# [WORK REQUIRED]
Reproduce verbatim the portion of the passage on memory and node controllers from "Event detection circuitry 140 stores" up to and including "the stored parameters.".

# [SUPPLIED PASSAGE]
○ ○ ○

A memory controller is a digital circuit that manages the flow of data going to and from the processor's main memory. The memory controller can be a separate chip or integrated into another chip, such as being placed on the same die or as an integral part of a microprocessor. The main memory is local to the processor and is thus, not directly accessible by other processors. In contrast to the local memory controller to access local processor memory, a node controller is a circuit or system that manages the flow of data for one or more processors to a remote memory. Thus, the node controller controls access to the remote memory by each of the one or more processors.
Circuits, systems, and methods are disclosed to control access to remote memory based on machine learning. This includes learning memory access patterns (heuristically) based on past memory accesses to the remote memory. For example, learning is based on artificial intelligence, such as via classifiers that observe memory access patterns. Weighting values can be assigned to the learned patterns based on the frequency of the memory accesses and parameters relating to conditions when the memory accesses have occurred. For example, the parameter conditions can include time of day, day of the week, day of the month, type of request, and address range of the request. Parameter values for a set of the conditions can be monitored to control subsequent memory actions, which may include retrieving (e.g., pre-fetching) data from a determined memory address location of the remote memory before it is requested by a given processor node based on evaluating the assigned weighting values and the parameter values.
In one example, Content Addressable Memory (CAM) memories can be employed to store the parameter values and utilized for high-speed lookup to determine likely future memory actions. For instance, the memory actions can include memory requests (e.g., reads, memory writes). The memory actions may also include other supervisory or management actions that change a state for a block of memory (e.g., modified, exclusive, shared or invalid) to facilitate coherency of the data that is stored in the remote memory. By way of example, in response to parameter values of a current memory request matching stored parameters of a CAM row line, the another memory associated with the CAM automatically provides weighted values, which may be summed from multiple CAM row line matches. The value from the last CAM search can also be accumulated unless the CAM rows are assigned to clear history. In that example, the past request history can be cleared. In some examples, the total weighting in which primary CAM row lines match can be input into a secondary CAM. The secondary CAM produces a state change to trigger the speculative memory action to be implemented based on current parameter values. The weighting values accessed fin accordance with the primary CAM search can be summed to generate a summed weighting value that can be compared to a threshold. If the threshold is exceeded, the secondary CAM can be evaluated to determine likely future memory actions as well as to update the weighting values and parameters.
By way of example, it may be learned that when memory request “A” occurs, that within a few clock cycles (or some other predetermined time window) that memory action “B” will follow. Thus, the parameter values when memory action “A” occurs can be updated to indicate a higher likelihood that memory action “B” will occur. During a current processor node request, when the address for memory action “A” matches along with the weighting values retrieved in response to current parameter values, memory action “B” can be executed before actually being requested by a given processor node. When the processor node actually requests memory action “B”, the node controller 120 can fulfill the request from local node resources (e.g., local buffer) as opposed to the slower process of having to access the remote memory 120 at the time of the request.
Event detection circuitry 140 stores the parameters and the weighting values for each of the parameters (as updated by the learning block 130) associated with an address for the given data block in the remote memory 120. The event detection circuitry 140 determines a subsequent memory action to execute for the prospective data block in the remote memory based on matching an address of a current request to the given data block and comparing current parameter values associated with the current request relative to the stored parameters.

○ ○ ○

# [SOURCE MATERIAL]
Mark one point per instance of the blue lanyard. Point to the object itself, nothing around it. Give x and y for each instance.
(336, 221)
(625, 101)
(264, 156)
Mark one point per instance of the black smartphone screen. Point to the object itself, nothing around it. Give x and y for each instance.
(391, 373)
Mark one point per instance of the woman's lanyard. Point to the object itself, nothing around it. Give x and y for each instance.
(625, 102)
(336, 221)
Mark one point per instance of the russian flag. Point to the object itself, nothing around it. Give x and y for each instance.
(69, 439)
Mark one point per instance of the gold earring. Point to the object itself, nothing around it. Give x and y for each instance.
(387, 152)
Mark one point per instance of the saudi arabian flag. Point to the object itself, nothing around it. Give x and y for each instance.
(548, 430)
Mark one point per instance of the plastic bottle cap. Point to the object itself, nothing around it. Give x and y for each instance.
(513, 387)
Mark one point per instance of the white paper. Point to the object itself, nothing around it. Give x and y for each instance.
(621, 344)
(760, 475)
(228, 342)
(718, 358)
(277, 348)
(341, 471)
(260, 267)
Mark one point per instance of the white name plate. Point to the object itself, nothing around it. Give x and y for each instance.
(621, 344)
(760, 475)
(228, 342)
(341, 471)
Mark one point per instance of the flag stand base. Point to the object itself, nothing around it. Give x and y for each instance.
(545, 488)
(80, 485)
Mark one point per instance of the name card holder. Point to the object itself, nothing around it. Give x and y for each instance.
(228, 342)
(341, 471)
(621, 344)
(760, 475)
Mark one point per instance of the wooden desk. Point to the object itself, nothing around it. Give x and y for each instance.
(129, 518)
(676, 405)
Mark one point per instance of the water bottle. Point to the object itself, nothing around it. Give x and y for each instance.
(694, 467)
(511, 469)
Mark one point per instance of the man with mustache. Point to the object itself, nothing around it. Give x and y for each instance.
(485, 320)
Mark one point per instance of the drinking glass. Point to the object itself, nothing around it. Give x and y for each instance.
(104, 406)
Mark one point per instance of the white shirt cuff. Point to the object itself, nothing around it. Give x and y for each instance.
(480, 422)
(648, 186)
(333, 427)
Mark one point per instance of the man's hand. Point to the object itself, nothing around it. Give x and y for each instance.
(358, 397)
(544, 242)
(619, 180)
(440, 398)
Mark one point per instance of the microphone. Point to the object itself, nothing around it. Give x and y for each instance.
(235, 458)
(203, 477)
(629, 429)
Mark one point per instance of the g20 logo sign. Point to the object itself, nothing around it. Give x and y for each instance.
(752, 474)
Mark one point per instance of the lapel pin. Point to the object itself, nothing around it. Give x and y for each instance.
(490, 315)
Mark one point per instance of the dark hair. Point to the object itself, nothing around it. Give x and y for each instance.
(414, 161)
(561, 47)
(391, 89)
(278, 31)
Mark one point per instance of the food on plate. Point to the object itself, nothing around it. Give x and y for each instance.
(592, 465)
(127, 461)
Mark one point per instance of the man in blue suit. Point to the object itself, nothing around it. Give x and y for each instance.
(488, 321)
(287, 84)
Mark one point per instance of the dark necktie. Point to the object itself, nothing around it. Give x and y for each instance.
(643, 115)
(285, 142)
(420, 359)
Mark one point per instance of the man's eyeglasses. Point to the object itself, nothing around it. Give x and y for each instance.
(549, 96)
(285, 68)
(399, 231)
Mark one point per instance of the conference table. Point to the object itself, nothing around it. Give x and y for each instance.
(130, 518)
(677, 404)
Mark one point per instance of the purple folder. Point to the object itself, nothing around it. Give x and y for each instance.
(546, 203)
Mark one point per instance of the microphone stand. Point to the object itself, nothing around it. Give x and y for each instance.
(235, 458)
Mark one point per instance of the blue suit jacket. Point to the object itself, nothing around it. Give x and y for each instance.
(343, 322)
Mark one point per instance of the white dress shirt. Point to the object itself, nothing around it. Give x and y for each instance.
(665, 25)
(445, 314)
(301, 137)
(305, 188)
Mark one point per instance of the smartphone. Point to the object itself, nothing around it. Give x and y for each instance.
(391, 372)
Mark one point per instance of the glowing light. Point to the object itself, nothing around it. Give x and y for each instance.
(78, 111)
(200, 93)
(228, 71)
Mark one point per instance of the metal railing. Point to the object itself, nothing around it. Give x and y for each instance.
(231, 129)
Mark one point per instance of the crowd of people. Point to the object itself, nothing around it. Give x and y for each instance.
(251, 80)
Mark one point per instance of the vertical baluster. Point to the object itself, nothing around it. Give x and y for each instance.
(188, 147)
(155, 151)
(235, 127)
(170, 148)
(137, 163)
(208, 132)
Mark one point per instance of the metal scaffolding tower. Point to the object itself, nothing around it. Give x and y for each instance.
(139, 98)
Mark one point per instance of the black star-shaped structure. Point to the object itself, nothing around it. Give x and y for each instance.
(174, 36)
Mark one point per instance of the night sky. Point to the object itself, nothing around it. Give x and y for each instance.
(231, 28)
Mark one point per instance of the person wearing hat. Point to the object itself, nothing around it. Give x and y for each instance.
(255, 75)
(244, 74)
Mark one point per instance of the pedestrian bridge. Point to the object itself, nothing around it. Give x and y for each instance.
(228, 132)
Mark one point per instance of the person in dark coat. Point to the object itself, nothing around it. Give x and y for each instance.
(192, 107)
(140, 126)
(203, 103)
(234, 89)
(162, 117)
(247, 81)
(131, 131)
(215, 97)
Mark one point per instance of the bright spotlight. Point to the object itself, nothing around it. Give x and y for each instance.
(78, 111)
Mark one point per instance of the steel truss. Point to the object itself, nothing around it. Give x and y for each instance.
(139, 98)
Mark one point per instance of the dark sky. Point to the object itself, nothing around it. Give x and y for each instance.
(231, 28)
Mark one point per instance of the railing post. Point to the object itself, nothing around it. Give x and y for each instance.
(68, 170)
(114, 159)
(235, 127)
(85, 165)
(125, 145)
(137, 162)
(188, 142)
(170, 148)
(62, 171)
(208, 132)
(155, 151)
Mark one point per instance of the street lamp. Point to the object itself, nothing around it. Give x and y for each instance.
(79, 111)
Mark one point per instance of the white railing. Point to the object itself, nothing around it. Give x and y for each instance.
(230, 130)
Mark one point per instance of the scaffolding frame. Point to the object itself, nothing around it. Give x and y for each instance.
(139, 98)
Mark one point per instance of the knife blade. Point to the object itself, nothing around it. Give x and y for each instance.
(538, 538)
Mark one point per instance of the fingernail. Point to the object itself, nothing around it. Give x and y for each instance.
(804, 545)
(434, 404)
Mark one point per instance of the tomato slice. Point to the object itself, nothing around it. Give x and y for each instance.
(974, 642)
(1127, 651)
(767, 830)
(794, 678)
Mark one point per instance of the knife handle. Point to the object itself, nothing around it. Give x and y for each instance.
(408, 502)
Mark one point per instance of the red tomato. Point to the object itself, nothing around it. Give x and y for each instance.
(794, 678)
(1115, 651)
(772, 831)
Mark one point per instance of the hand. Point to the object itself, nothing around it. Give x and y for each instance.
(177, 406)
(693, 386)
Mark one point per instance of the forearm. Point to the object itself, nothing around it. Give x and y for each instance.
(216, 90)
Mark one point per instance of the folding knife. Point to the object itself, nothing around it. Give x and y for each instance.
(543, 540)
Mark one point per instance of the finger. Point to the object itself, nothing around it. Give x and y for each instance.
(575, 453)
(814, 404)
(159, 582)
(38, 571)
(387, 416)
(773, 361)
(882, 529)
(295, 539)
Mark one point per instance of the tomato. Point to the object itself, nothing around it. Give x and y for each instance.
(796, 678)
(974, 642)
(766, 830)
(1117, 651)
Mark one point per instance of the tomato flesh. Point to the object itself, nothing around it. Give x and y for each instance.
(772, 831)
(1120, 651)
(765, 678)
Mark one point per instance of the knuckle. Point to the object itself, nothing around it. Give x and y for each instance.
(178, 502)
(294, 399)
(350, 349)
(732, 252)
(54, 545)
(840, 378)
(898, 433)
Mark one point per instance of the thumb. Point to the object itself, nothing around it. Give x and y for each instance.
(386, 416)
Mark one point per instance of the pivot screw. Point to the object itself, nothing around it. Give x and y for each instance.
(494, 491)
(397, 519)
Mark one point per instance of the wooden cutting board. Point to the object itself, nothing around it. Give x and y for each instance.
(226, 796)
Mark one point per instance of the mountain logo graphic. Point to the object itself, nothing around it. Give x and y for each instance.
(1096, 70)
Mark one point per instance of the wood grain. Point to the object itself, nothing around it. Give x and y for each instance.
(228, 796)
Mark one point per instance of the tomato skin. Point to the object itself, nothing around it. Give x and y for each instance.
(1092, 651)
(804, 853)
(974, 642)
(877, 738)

○ ○ ○

# [RESPONSE BELOW]
Event detection circuitry 140 stores the parameters and the weighting values for each of the parameters (as updated by the learning block 130) associated with an address for the given data block in the remote memory 120. The event detection circuitry 140 determines a subsequent memory action to execute for the prospective data block in the remote memory based on matching an address of a current request to the given data block and comparing current parameter values associated with the current request relative to the stored parameters.